### Text block
[START]
Available from Project Gutenberg. ( )
  zeborah | Jun 5, 2013 |
Wilson's auto-biographical novel is perhaps not great literature, but does keep one's interest and reveals volumes about the society in which she lived. I'd recommend this to anyone interested in our nation's history. ( )
  grundlecat | Nov 12, 2010 |
Henry Louis Gates's introduction to my edition (2002, from Vintage) likes to trumpet the fact that Our Nig is the first known novel written by an African-American and published in America (the continents, not the country). I suspect, however, that if it was the seventh, we'd be much less interested in it. The characters, even Frado, the protagonist, are all thin caricatures (though most of them are good for a joke or two, which helps alleviate that). It does deal with some interesting notions (especially the blindness of white abolitionists in the North), but what Wilson chooses to focus on is often strangely arbitrary: we get the marital shenanigans of Frado's white relatives in excruciating detail, whereas Frado's own marriage happens in two very short pages.
[END]
### Stored rows
[START]
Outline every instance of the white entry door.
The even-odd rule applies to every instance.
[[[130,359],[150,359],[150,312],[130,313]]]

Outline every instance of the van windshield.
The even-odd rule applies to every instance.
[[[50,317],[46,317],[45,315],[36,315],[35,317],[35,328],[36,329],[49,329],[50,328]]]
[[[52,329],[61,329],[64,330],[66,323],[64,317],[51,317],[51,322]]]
[END]
### The exercise
Answer these from the book reviews:
1. Where does the first review say the book is available?
2. Who wrote the introduction to the 2002 Vintage edition?
3. In how many pages does Frado's own marriage happen?
The lines are unrelated to the book reviews.

### Complete response
1. Project Gutenberg
2. Henry Louis Gates
3. Two very short pages